• [Written task 1]:
Rewrite the refrigerant-cycle passage from "In this state, the" up to and including "heat exchanger 25b.", putting "expansion valve 26b" in place of "first expansion device 26b".
• [Written task 2]:
Answer these questions using the refrigerant-cycle passage.
(a) After leaving the compressor 10, which two components does the high-temperature, high-pressure gas refrigerant flow through before it is discharged from the outdoor unit 1?
(b) What does the refrigerant exchange heat with in the heat-source-side heat exchanger 12?
(c) Which intermediate heat exchanger serves as an evaporator?

• [Text shown]:
········

First, the flow of the heat-source-side refrigerant in the refrigerant cycle circuit A will be described.

[0121]

Low-temperature, low-pressure refrigerant is compressed by the compressor 10 and is discharged from the compressor 10 in the form of high-temperature, high-pressure gas refrigerant. The high-temperature, high-pressure gas refrigerant that has been discharged from the compressor 10 flows through the first refrigerant flow switching device 11 and the first connection pipe 4a and is discharged from the outdoor unit 1. The high-temperature, high-pressure gas refrigerant that has been discharged from the outdoor unit 1 flows through the refrigerant pipe 4 into the relay unit 2. The high-temperature, high-pressure gas refrigerant that has flowed into the relay unit 2 flows through the second refrigerant flow switching device 28b and then flows through the intermediate heat exchanger 25b serving as a condenser.

[0122]

The refrigerant that has flowed through the intermediate heat exchanger 25b flows through the first expansion device 26b, then flows through the first expansion device 26a, and flows through the intermediate heat exchanger 25a serving as an evaporator. The refrigerant that has flowed through the intermediate heat exchanger 25a flows through the second refrigerant flow switching device 28a, and is transported to the outdoor unit 1. The refrigerant that has been transported to the outdoor unit 1 exchanges heat with the outdoor air in the heat-source-side heat exchanger 12, hence becomes low-temperature, low-pressure gas refrigerant, then flows through the first refrigerant flow switching device 11 and the accumulator 19, and is sucked into the compressor 10 again.

[0123]

In this state, the opening degree of the first expansion device 26b is controlled such that the value of subcooling (the degree of subcooling) of the refrigerant at the exit of the intermediate heat exchanger 25b becomes constant. The value of subcooling (the degree of subcooling) is obtained as the difference between a value obtained by a conversion of the pressure of the heat-source-side refrigerant flowing between the intermediate heat exchanger 25b and the first expansion device 26b into a saturated temperature and the temperature of the heat-source-side refrigerant on the exit side of the intermediate heat exchanger 25b.

[0124]

Also, the opening degree of the first expansion device 26a is controlled such that the value of superheat (the degrees of superheat) of the refrigerant at the exit of the intermediate heat exchanger 25 becomes constant. The value of superheat (the degrees of superheat) is obtained as the difference between a value obtained by a conversion of the pressure of the heat-source-side refrigerant flowing between the first expansion device 26a and the intermediate heat exchanger 25a into a saturated temperature and the temperature of the heat medium on the exit side of the intermediate heat exchanger 25a.

········

• [Extracted information]:
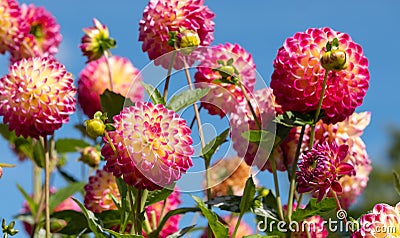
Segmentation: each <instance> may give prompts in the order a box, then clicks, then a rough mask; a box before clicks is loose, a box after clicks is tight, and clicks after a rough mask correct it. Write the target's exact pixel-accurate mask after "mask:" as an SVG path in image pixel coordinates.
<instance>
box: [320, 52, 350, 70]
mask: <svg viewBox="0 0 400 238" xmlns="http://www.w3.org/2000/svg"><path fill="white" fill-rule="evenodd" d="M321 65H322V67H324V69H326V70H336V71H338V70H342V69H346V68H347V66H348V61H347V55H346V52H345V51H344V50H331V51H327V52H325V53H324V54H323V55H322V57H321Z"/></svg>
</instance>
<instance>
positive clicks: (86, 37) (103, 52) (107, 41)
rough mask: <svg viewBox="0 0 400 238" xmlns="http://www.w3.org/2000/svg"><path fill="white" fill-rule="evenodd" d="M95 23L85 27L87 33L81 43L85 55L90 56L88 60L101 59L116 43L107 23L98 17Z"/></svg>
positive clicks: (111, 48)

········

• [Exercise response 1]:
In this state, the opening degree of the expansion valve 26b is controlled such that the value of subcooling (the degree of subcooling) of the refrigerant at the exit of the intermediate heat exchanger 25b becomes constant. The value of subcooling (the degree of subcooling) is obtained as the difference between a value obtained by a conversion of the pressure of the heat-source-side refrigerant flowing between the intermediate heat exchanger 25b and the expansion valve 26b into a saturated temperature and the temperature of the heat-source-side refrigerant on the exit side of the intermediate heat exchanger 25b.

• [Exercise response 2]:
(a) The first refrigerant flow switching device 11 and the first connection pipe 4a.
(b) The outdoor air.
(c) The intermediate heat exchanger 25a.